● **Document excerpt**
========================================

2008 South Africa Under-20 rugby union team
| Name | USA | SCO | SAM | ENG | WAL |  | Apps | Pts |
| Jéan Rossouw | 1 |  | 17 |  | 1 |  | 2 | 0 |
| PW van Vuuren | 2 | 16 | 2 | 16 | 16 |  | 5 | 20 |
| Wiehahn Herbst | 3 | 17 |  | 17 | 3 |  | 4 | 0 |
| Cornell Hess | 4 | 5 | 5 | 5 | 5 |  | 5 | 0 |
| Sabelo Nhlapo | 5 | 19 | 18 | 18 | 19 |  | 3 | 5 |
| Thiliphatu Marole | 6 | 7 | 6 | 7 | 6 |  | 5 | 10 |
| Nick Köster | 7 | 18 | 7 | 19 | 7 |  | 5 | 5 |
| Gerrit-Jan van Velze (c) | 8 | 8 | 8 | 8 | 8 |  | 5 | 15 |
| Dewaldt Duvenage | 9 | 9 | 9 | 20 | 21 |  | 4 | 0 |
| Sias Ebersohn | 10 | 20 | 20 | 21 | 10 |  | 3 | 10 |
| Lionel Mapoe | 11 | 11 |  | 11 | 11 |  | 4 | 25 |
| Robert Ebersohn | 12 | 12 | 12 | 12 | 13 |  | 5 | 30 |
| Stefan Watermeyer | 13 | 13 | 13 | 13 |  |  | 4 | 20 |
| Vainon Willis | 14 |  | 21 | 22 | 22 |  | 4 | 5 |
| Cecil Afrika | 15 | 21 | 22 | 14 | 14 |  | 4 | 5 |
| Henri Bantjes | 16 | 2 | 16 | 2 | 2 |  | 5 | 0 |
| Frik Kirsten | 17 | 3 | 3 | 3 | 17 |  | 5 | 5 |
| Martin Muller | 18 | 4 | 4 | 4 | 4 |  | 5 | 5 |
| MB Lusaseni | 19 |  | 19 |  |  |  | 1 | 0 |
| Francois Hougaard | 20 |  |  | 9 | 9 |  | 3 | 0 |
| Francois Brummer | 21 | 10 | 10 | 10 | 12 |  | 5 | 67 |
| Wilton Pietersen | 22 | 15 | 15 | 15 | 15 |  | 5 | 10 |
| Corné Fourie |  | 1 | 1 | 1 | 18 |  | 4 | 0 |
| Johan van Deventer |  | 6 |  | 6 | 20 |  | 3 | 10 |
| Stephan Dippenaar |  | 14 | 14 |  |  |  | 2 | 5 |
| Tom Seabela |  | 22 | 11 |  |  |  | 2 | 5 |

==Coaches==
===Current coaching staff===
The current coaching staff of the South African U20 national team is:

| Coaches | Position |
|---|---|
| RSA Kevin Foote | Head coach |
| RSA Melusi Mthethwa | Attack Coach |
| RSA Lumumba Currie | Forwards Coach |
| RSA Willem Oliphant | Team Manager |
| RSA Hayden Groepes | Assistant Coach |
| RSA Joe Lewis | Assistant Coach |
| RSA Thulani Nteta | Strength And Conditioning Coach |

===Coach results===
The role of the South Africa Under-20 head coach focuses entirely on elite youth development and managing the transitional pathway into professional rugby. The Junior Springboks head coach operates as an academy mentor and talent identifier. Because age-grade squads reset completely every single year, long-term team building is impossible, and selection involves a fluid mix of school, university, and provincial academy structures. The following chronological list details the head coaches who have directed the Junior Springboks since age-grade rugby officially transitioned to the Under-20 format in 2008.

========================================

● **The problem**
Continue the piece on the South Africa Under-20 rugby union team, picking up after its last sentence.

========================================

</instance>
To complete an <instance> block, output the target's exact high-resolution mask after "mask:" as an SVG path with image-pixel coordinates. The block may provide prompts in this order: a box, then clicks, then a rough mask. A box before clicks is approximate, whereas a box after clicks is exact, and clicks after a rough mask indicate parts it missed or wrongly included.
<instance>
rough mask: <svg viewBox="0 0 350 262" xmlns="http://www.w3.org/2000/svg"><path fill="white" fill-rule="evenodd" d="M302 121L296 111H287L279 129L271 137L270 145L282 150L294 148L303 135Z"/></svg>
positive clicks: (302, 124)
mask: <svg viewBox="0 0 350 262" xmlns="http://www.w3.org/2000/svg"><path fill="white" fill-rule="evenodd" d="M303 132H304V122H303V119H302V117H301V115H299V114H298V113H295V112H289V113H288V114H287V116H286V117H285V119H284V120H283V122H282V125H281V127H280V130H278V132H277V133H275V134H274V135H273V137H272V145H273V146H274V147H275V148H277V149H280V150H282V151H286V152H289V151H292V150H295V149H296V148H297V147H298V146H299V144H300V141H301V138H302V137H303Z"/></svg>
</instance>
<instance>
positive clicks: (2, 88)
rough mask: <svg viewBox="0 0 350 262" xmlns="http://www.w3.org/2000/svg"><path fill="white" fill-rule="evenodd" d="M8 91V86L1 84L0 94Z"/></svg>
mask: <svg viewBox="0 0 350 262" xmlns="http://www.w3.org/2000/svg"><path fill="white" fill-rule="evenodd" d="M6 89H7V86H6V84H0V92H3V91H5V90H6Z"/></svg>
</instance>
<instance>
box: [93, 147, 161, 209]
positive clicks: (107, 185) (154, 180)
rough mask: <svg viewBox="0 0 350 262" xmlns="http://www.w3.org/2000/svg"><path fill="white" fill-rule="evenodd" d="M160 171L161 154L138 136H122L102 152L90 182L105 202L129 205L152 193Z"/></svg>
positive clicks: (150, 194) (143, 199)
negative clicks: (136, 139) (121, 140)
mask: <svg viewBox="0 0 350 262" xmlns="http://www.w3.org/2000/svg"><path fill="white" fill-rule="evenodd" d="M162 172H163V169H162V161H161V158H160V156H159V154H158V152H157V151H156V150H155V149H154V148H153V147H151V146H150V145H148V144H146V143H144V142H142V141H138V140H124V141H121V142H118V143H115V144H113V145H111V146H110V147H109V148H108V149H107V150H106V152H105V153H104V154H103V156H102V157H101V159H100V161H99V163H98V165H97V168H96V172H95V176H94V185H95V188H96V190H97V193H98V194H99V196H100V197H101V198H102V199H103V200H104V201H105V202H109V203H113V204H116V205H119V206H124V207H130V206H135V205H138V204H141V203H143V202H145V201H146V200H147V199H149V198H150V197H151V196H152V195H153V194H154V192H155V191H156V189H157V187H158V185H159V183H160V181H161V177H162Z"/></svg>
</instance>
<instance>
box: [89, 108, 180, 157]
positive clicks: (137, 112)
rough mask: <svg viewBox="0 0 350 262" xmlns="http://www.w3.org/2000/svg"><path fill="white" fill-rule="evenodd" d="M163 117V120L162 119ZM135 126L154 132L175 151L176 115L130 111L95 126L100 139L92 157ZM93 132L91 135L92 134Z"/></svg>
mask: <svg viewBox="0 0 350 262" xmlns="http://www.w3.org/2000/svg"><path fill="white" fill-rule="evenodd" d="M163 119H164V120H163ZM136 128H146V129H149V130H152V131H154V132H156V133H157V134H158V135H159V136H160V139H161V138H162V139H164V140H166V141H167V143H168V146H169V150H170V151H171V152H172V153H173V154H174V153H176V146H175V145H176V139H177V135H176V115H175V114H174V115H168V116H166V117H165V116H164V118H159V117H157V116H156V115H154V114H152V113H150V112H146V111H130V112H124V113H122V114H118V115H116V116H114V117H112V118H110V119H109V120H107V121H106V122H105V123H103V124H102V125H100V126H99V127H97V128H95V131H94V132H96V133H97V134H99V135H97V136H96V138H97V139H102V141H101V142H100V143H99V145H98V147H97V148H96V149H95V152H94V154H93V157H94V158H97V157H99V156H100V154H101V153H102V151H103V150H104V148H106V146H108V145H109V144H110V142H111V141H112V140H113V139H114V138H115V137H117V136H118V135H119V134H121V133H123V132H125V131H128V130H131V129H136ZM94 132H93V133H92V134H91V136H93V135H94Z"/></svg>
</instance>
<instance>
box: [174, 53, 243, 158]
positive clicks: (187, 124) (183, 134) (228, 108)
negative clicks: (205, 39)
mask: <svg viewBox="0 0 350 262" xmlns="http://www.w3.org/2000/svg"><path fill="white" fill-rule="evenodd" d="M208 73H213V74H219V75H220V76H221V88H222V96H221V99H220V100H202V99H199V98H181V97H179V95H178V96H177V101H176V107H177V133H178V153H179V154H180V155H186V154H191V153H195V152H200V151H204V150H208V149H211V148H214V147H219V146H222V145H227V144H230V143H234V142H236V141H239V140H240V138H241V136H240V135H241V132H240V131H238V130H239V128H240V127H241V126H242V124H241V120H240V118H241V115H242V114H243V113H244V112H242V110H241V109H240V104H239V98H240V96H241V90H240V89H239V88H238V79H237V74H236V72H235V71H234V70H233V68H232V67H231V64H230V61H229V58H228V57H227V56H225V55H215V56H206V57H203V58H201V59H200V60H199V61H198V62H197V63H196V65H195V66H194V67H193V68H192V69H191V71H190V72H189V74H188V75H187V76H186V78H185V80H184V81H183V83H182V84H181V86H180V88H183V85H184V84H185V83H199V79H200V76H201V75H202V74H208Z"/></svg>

========================================

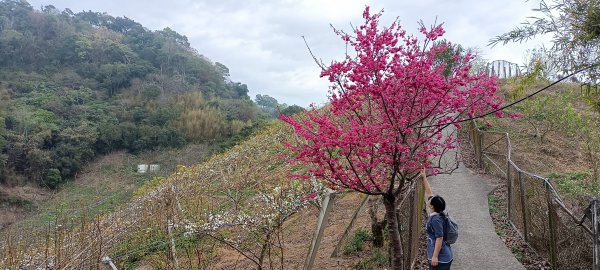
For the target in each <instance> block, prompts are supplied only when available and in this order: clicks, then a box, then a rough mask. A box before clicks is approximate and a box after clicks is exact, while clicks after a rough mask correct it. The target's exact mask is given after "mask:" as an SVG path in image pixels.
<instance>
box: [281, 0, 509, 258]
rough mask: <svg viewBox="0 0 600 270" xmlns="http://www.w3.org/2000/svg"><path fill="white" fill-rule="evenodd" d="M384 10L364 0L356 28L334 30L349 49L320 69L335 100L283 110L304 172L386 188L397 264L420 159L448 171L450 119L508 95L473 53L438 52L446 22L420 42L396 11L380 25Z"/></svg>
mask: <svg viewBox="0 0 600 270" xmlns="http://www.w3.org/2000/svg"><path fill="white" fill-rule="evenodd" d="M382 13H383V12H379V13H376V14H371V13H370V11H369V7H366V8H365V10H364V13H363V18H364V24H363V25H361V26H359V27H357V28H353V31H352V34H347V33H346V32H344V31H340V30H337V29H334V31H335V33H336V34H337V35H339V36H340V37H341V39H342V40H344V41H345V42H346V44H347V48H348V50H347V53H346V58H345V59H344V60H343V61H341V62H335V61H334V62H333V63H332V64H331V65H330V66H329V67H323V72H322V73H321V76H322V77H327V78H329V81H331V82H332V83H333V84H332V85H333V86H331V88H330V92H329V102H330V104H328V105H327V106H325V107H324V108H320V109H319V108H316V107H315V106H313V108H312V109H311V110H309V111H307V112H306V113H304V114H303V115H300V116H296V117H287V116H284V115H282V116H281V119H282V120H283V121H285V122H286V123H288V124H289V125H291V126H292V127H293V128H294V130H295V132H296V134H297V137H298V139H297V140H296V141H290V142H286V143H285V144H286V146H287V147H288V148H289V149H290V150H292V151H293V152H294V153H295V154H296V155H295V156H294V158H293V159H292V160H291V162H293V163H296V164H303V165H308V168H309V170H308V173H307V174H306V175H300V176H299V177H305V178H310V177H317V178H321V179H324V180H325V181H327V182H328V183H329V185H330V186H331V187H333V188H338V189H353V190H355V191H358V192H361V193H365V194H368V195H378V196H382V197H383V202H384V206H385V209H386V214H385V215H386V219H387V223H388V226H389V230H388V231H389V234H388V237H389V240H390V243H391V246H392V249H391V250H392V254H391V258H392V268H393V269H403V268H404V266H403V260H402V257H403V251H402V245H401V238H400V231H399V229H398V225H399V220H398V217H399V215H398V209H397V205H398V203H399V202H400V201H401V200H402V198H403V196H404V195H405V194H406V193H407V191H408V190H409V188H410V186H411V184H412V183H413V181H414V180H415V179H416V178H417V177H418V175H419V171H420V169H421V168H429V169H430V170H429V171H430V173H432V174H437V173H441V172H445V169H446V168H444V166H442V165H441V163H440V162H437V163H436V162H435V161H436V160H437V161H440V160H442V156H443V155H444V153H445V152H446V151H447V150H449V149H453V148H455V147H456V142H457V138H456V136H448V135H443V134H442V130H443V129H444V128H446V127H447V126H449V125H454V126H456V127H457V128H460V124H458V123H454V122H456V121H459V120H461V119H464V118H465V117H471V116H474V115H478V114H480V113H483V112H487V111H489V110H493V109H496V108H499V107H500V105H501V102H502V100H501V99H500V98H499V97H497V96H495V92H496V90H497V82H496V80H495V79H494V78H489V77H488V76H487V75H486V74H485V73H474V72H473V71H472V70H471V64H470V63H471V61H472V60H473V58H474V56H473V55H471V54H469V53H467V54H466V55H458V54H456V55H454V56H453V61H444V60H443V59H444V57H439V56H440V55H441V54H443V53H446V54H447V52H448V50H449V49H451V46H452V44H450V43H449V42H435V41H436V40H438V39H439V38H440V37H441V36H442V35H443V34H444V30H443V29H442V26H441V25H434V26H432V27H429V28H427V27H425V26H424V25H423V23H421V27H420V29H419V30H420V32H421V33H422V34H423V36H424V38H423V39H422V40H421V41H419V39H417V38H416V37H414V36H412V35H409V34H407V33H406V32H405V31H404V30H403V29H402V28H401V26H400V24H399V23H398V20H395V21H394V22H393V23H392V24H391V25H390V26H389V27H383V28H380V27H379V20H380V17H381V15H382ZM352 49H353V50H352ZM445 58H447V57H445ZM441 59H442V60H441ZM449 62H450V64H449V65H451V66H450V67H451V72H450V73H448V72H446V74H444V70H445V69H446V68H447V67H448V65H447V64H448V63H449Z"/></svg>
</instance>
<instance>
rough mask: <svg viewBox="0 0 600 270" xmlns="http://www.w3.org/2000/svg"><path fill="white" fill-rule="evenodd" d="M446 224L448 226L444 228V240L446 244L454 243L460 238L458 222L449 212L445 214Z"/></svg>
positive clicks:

========================================

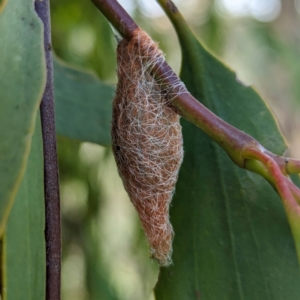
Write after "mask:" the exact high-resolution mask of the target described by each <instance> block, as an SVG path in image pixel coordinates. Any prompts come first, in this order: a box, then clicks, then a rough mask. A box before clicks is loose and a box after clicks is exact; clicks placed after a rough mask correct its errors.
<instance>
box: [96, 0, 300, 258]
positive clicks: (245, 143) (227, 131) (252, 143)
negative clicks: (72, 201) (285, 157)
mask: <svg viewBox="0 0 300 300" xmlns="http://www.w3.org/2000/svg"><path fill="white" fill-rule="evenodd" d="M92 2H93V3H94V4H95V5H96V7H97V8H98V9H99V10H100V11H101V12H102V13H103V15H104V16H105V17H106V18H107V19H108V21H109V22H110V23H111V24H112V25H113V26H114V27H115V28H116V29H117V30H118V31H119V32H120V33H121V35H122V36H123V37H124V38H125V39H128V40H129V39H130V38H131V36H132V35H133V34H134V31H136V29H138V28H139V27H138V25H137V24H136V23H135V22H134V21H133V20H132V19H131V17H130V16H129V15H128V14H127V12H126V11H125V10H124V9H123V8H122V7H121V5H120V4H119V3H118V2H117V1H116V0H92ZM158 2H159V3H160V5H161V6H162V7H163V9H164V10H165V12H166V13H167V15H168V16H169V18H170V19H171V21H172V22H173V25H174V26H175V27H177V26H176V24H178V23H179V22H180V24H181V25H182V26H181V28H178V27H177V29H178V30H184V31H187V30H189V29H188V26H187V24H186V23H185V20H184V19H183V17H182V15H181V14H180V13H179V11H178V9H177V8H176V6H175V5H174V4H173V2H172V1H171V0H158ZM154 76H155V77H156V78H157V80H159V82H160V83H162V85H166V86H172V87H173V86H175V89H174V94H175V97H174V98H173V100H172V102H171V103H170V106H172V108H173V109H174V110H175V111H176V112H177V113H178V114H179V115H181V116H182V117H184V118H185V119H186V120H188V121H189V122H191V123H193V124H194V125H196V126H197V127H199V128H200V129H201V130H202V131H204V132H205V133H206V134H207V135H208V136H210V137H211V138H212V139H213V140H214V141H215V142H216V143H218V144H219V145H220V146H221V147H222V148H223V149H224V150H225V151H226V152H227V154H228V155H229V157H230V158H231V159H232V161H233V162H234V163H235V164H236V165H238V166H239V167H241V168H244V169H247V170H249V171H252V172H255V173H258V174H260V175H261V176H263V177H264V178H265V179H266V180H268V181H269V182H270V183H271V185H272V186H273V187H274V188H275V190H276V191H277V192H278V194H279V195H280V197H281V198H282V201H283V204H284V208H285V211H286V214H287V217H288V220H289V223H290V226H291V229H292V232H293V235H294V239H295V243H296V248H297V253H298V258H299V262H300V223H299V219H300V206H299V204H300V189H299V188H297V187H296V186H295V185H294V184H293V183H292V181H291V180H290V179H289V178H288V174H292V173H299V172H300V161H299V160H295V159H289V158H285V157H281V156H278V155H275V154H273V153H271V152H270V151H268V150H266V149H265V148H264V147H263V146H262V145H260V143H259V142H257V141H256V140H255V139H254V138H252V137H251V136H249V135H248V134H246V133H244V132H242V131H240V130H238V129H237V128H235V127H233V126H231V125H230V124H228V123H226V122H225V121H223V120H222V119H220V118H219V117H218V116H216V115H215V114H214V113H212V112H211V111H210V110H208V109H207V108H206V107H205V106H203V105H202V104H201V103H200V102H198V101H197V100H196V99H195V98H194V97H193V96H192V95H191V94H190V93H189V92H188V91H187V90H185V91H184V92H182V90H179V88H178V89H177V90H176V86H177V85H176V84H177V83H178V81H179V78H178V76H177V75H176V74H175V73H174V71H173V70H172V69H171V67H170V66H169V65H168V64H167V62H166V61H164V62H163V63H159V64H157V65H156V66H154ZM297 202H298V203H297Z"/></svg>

========================================

● **Task output**
- Tests updated: 20 July 2026 (after South Africa U20 vs France U20 Rugby World Championship Final)

| Name | Years | Tests | Won | Drew | Lost | Win percent | Accomplishments |
|---|---|---|---|---|---|---|---|
| RSA Eric Sauls | 2008–2010 | 15 | 11 | 0 | 4 | 73% |  |
| RSA Dawie Theron | 2011–2016 | 30 | 22 | 0 | 8 | 73% | 2012 IRB Junior World Championship |
| RSA Chean Roux | 2017-2020 | 15 | 10 | 1 | 4 | 67% |  |
| RSA Bafana Hleko | 2021–2024 | 21 | 14 | 1 | 6 | 67% | 2021 Under-20 International Series Win 2022 U20 Summer Series Win |
| RSA Kevin Foote | 2024–present | 19 | 17 | 0 | 2 | 89% | 2025 World Rugby U20 Championship 2026 U20 Rugby Championship 2026 Under-20 International Series 2026 World Rugby U20 Championship |

==Winning Streak==
The Junior Springboks' longest unbeaten streak is 21 consecutive matches (including friendlies) which they achieved between 9 June 2025 and still counting. Their current Test match record is currently 18 unbeaten games which they achieved between 29 June & still counting. These records were set under coach Kevin Foote and captain Riley Norton, and during this time the Junior Springboks scored more than 50 points 11 times including a 97-00 victory vs Chile, 82-25 vs Fiji, 57-14 vs Georgia, 95-27 vs UCT Ikeys, 75-19 vs Kenya, 56-17 vs Australia, 73-17 vs Australia, 73-14 vs Scotland, 104-07 vs Uruguay, 52-33 vs Wales and 53-37 vs England.